> **ÉNONCÉ 1**:
Répondez à ces questions sur le texte consacré à Vigdís Finnbogadóttir :
(a) Depuis quelle année l'Islande porte-t-elle ce nom ?
(b) Comment s'appelle la troupe de théâtre d'avant-garde qu'elle a créée ?
(c) Quelle proportion des femmes du pays participe à la grève du 24 octobre 1975 ?
> **ÉNONCÉ 2**:
Recopiez fidèlement le passage du texte consacré à Vigdís Finnbogadóttir, en commençant à « Très récemment, j’ai » et en terminant à « nommé… Vigdís Finnbogadóttir. ».
> **ÉNONCÉ 3**:
Poursuivez, s'il vous plaît, le texte consacré à Vigdís Finnbogadóttir à partir de l'endroit où il s'arrête.

Mélody Herman, Ambassadrice du Futur de Startup For Kids, se plonge pour son troisième article dans la passionnante histoire de Vigdís Finnbogadóttir.
Très récemment, j’ai eu la chance de pouvoir voyager en Islande pour les vacances. C’est un pays très ancien quand on y pense, puisqu’il porte ce nom depuis 870, après que Floki, un des premiers Vikings à avoir colonisé l’île, l’ait surnommé « la terre de glace », Icelande en anglais. C’est pourquoi, après avoir pu admirer ses magnifiques et nombreux paysages, écouter son histoire et découvrir ses légendes et folklores, cela m’a donné envie de faire quelques petites recherches. J’ai ainsi pu déceler le parcours d’une femme inspirante, dont j’avais certes déjà entendu parler, mais pour laquelle je n’avais jamais pris le temps de me renseigner. J’ai nommé… Vigdís Finnbogadóttir.
Elle est la première femme présidente d’Islande mais aussi du monde ! Ainsi, Vigdís Finnbogadóttir naît le 15 avril 1930 à Reykjavik, la capitale de l’île, dans une famille aisée, avec un père ingénieur civil et une mère à la fois infirmière et présidente de l’Association des infirmières islandaises. Elle étudie les langues, la dramaturgie ainsi que la littérature française en passant par l’Université d’Islande, l’Université de Grenoble, l’Université de Copenhague mais aussi par la Sorbonne, à Paris. Elle est une fervente défenseure des langues et est d’ailleurs, avant toutes choses, professeure de français au lycée, avant d’enseigner la littérature du théâtre français à l’Université d’Islande. Avant de se lancer dans la politique, Vigdís a donc fait ses preuves dans le domaine académique en tant que professeure et directrice du Théâtre National d’Islande, poste qu’elle obtient en créant la première troupe de théâtre d’avant-garde d’Islande, Grima, qui eut beaucoup de succès.
Une journée qui a marqué l’Islande
Un jour, l’ONU décide que l’année 1975 sera dédiée aux femmes, c’est « l’Année Internationale de la Femme ». Une volonté d’émancipation plane sur le pays islandais. Alors, le 24 octobre 1975, les Islandaises se rassemblent pour prouver que la société ne peut pas tourner sans elles. Celles-ci touchaient un salaire près de 40 % inférieur à celui des hommes et étaient déterminées à changer les choses. Elles abandonnèrent leurs postes et ne firent rien chez elles, ne s’occupèrent pas de leurs enfants, ni des tâches ménagères, ni de la cuisine.
Cette grève pacifique, à laquelle 90 % des femmes du pays participent, paralyse l’île. Il n’y a plus ni téléphone ni journaux. De nombreuses industries, les théâtres, les écoles et les commerces sont fermés, les vols sont annulés et une manifestation est tenue à Reykjavik, réunissant des milliers d’entre elles, laissant les hommes se débrouiller seuls.

> **ENTRÉES**:
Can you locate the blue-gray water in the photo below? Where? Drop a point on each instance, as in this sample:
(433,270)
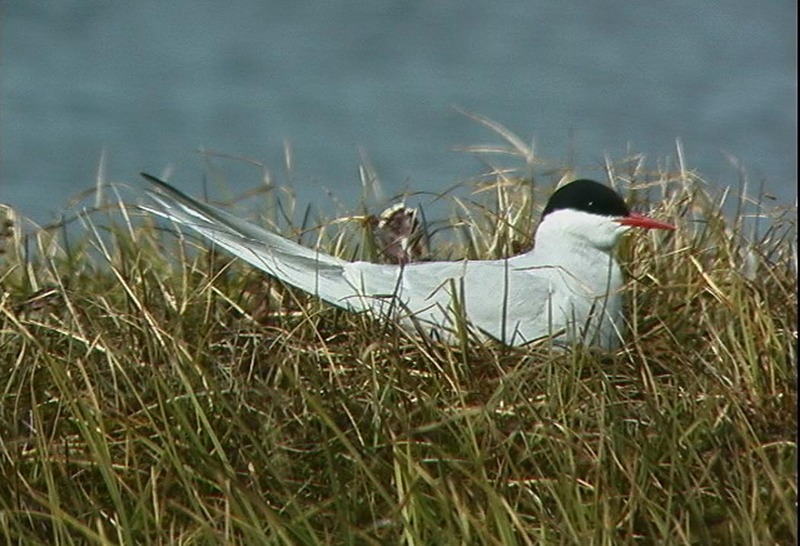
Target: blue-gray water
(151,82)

---

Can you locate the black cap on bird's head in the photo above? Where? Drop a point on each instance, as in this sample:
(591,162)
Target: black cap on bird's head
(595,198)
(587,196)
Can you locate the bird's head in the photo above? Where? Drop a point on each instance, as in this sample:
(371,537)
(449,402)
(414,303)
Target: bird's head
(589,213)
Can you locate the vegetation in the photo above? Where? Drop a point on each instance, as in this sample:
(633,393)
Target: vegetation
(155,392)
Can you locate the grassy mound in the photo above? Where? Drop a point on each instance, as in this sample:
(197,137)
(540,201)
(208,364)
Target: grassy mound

> **RÉPONSE 1**:
(a) Depuis 870.
(b) Grima.
(c) 90 %.

> **RÉPONSE 2**:
Très récemment, j’ai eu la chance de pouvoir voyager en Islande pour les vacances. C’est un pays très ancien quand on y pense, puisqu’il porte ce nom depuis 870, après que Floki, un des premiers Vikings à avoir colonisé l’île, l’ait surnommé « la terre de glace », Icelande en anglais. C’est pourquoi, après avoir pu admirer ses magnifiques et nombreux paysages, écouter son histoire et découvrir ses légendes et folklores, cela m’a donné envie de faire quelques petites recherches. J’ai ainsi pu déceler le parcours d’une femme inspirante, dont j’avais certes déjà entendu parler, mais pour laquelle je n’avais jamais pris le temps de me renseigner. J’ai nommé… Vigdís Finnbogadóttir.

> **RÉPONSE 3**:
La grève dura jusqu’à minuit, jusqu’à ce que les typographes se remettent au travail pour sortir les journaux, moins longs que d’ordinaire et composés uniquement d’articles sur la grève. A noter que les organisateurs avaient pris le soin de désigner cette grève comme un « jour de congé », pour que les femmes ne soient pas licenciées pour leur désir de faire la grève, un mot jugé trop brutal, même si le but de cette journée était le même. Cette date sera utilisée pour d’autres manifestations féministes, même des années plus tard, servant de modèle et d’inspiration.
Entre doute et soutien, Vigdís, candidate improvisée
Cette journée a également eu des répercussions sur la présidentielle qui a suivie. En effet, en 1980, la volonté des Islandais d’élire une femme à la tête du pays est prononcée. Plusieurs noms circulent, dont celui de Vigdís Finnbogadóttir.
Elle refuse d’abord de se présenter, puis finit par accepter devant l’insistance de nombreuses personnes. On dit qu’une lettre touchante de la part de marins pêcheurs aurait fait pencher la balance. Ceux-ci reconnaissaient le travail accompli par les femmes à terre puisqu’ils étaient contraints de faire le même lorsqu’ils étaient en mer, et l’ont ainsi soutenue tout au long de sa campagne. Etant une femme, divorcée et mère célibataire d’un enfant, certains ont émis des doutes quant à sa capacité à diriger le pays. Elle riposta en disant qu’elle s’était bien débrouillée toute seule jusqu’à présent, qu’elle n »avait pas eu besoin d’un monsieur à ses côtés et qu’elle n’en avait toujours pas besoin.
Une entrée dans l’histoire… et un parcours engagé
C’est ainsi qu’en 1980, Vigdís Finnbogadóttir a inscrit son nom dans l’histoire en devenant la première femme à être élue démocratiquement présidente de l’Islande au suffrage universel. Sa victoire a envoyé un message puissant sur la capacité des femmes à occuper des postes à responsabilité à un niveau mondial. Elle a de plus été réélue à trois reprises, gouvernant pendant quatre mandats présidentiels consécutifs, jusqu’en 1996.
Pendant sa présidence, la question cruciale de l’égalité des sexes est mise en avant ainsi que l’importance des langues et de la culture. Après sa longue carrière présidentielle, Finnbogadóttir est restée engagée dans des initiatives culturelles et sociales. Elle a continué à promouvoir l’égalité des sexes, devenant une figure respectée aussi bien en Islande qu’à l’étranger, et est alors devenue une voix influente, plaidant pour la participation accrue des femmes dans tous les domaines de la société.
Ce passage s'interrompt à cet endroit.